Try it:
From the simulation help text, quote word for word the passage that starts with the words "Uses the network" and ends with "warnings to stderr (default: False)".

Use the help command to see a description of all the parameters
python -m simple_network_sim.sampleUseOfModel -h
usage: sampleUseOfModel.py [-h] [--use-movement-multipliers] [--time TIME]
[-l LOGFILE] [-q] [--debug]
[-c DATA_PIPELINE_CONFIG]
...
Uses the network of populations model to simulation the disease progression
optional arguments:
-h, --help show this help message and exit
--use-movement-multipliers
By enabling this parameter you can adjust dampening or
heightening people movement through time (default:
False)
--time TIME The number of time steps to take for each simulation
(default: 200)
-l LOGFILE, --logfile LOGFILE
Path for logging output (default: None)
-q, --quiet Prints only warnings to stderr (default: False)
--debug Provide debug output to STDERR (default: False)
-c DATA_PIPELINE_CONFIG, --data-pipeline-config DATA_PIPELINE_CONFIG
Base directory with the input paramters (default:
config.yaml)
Descriptions of the data files used can be found in the data dictionary.
You can visualise a previous run with the visualisation command. Eg.:
python -m simple_network_sim.network_of_populations.visualisation access-381ab6b4169c0357261103a7d52fc93b495e9af5.yaml
These are the parameters you can pass the visualisation command:
python -m simple_network_sim.network_of_populations.visualisation --help
usage: visualisation.py [-h] [--nodes nodes,[nodes,...]]
[--states states,[states,...]] [--share-y]
[--data-product DATA_PRODUCT]
access_log_path
Reads
positional arguments:
access_log_path Path to a access log file
optional arguments:
-h, --help show this help message and exit
--nodes nodes,[nodes,...]
Comma-separated list of nodes to plot. All nodes will
be plotted if not provided. (default: None)

Dataset:
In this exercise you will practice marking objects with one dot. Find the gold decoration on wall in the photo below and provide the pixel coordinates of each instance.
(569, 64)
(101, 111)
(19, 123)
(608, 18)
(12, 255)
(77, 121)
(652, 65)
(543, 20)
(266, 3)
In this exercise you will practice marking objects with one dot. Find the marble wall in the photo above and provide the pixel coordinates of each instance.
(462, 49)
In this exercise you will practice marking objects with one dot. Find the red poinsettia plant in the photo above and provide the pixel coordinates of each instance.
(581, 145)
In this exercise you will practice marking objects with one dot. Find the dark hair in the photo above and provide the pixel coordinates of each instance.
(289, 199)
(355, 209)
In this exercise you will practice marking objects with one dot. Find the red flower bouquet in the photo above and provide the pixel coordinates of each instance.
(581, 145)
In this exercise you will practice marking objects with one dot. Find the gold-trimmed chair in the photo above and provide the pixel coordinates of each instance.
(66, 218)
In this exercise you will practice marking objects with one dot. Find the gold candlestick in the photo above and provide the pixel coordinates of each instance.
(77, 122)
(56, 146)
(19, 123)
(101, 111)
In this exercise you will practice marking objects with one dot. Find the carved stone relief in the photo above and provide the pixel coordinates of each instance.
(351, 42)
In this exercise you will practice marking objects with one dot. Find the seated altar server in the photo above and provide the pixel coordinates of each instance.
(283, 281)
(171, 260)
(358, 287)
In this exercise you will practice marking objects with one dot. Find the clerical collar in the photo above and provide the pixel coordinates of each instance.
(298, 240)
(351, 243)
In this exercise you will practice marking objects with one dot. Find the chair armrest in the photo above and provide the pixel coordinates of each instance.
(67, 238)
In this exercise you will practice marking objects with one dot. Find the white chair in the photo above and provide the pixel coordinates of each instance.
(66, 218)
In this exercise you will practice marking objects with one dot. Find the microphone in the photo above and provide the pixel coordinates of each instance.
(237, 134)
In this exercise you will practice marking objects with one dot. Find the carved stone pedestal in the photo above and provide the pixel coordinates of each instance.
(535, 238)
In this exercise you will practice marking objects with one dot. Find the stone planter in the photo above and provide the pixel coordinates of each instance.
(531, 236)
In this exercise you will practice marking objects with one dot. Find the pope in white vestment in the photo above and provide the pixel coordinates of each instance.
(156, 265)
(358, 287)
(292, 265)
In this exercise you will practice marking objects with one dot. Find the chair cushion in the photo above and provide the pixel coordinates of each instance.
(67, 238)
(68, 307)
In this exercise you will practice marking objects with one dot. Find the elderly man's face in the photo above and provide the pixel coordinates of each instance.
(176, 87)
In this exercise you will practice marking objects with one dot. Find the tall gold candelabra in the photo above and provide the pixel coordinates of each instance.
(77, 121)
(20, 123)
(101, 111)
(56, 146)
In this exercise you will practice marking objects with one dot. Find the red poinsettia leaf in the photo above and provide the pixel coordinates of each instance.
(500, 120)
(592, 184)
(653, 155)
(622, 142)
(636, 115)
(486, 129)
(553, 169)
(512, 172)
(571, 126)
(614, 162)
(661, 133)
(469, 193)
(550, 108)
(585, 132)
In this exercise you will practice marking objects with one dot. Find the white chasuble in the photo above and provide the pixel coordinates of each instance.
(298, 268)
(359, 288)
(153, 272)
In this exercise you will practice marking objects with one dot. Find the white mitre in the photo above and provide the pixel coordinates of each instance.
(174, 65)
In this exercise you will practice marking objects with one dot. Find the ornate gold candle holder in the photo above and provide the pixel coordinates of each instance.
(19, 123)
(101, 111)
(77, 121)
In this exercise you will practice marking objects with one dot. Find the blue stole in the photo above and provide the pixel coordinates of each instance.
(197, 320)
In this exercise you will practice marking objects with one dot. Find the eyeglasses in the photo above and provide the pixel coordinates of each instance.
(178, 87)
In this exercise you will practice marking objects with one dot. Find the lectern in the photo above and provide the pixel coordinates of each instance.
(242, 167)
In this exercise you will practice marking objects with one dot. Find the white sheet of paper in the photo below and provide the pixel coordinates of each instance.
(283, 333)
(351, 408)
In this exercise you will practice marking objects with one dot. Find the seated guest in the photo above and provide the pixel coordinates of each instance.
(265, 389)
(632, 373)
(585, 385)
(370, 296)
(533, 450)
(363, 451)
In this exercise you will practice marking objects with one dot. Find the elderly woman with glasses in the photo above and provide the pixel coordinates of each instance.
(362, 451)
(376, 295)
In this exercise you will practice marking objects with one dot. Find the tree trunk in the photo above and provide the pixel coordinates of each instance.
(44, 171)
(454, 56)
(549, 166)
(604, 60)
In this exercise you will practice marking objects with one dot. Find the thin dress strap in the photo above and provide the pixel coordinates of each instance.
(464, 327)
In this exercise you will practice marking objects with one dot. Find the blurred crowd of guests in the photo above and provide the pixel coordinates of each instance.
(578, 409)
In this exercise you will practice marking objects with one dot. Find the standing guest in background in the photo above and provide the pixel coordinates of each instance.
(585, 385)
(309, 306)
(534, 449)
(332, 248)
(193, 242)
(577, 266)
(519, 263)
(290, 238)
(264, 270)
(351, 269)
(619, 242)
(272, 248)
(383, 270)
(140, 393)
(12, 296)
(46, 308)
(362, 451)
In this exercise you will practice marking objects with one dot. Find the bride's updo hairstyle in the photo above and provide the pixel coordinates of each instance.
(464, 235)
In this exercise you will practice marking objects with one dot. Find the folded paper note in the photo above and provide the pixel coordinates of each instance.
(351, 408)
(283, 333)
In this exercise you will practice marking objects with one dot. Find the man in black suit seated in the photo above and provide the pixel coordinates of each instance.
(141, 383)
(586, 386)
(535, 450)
==
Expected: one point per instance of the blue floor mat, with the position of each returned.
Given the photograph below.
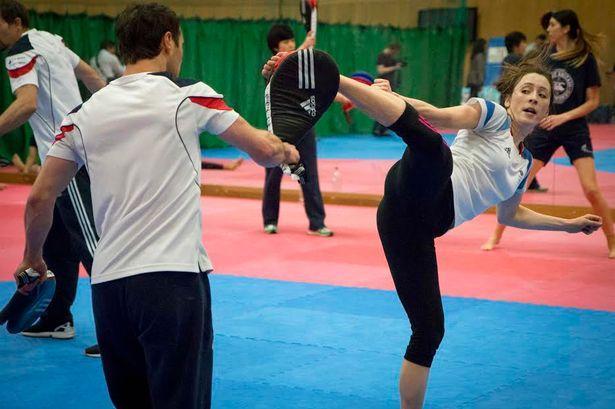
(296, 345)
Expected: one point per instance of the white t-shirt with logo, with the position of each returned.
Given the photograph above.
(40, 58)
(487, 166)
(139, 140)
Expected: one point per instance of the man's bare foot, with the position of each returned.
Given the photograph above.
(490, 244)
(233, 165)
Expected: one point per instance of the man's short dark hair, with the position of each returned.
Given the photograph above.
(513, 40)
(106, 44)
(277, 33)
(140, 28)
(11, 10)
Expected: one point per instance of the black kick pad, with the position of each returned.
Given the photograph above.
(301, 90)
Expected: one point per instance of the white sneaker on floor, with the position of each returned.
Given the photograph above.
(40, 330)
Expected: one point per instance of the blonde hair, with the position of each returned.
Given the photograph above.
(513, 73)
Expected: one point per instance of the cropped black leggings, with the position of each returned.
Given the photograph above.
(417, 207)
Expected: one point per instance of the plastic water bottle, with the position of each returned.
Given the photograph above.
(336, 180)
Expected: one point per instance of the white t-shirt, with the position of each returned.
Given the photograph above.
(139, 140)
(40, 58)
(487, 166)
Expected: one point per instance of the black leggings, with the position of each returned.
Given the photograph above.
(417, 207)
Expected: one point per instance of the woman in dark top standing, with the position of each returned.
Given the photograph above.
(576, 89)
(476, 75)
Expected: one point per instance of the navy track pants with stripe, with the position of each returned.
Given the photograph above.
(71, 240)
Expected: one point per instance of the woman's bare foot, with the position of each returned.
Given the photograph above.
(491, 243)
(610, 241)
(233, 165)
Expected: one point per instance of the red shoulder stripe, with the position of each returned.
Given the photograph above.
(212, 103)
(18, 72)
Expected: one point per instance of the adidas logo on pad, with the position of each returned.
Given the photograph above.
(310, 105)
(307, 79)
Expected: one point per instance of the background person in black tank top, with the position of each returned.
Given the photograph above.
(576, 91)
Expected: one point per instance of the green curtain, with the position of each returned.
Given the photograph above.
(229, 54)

Task result:
Uses the network of populations model to simulation the disease progression
optional arguments:
-h, --help show this help message and exit
--use-movement-multipliers
By enabling this parameter you can adjust dampening or
heightening people movement through time (default:
False)
--time TIME The number of time steps to take for each simulation
(default: 200)
-l LOGFILE, --logfile LOGFILE
Path for logging output (default: None)
-q, --quiet Prints only warnings to stderr (default: False)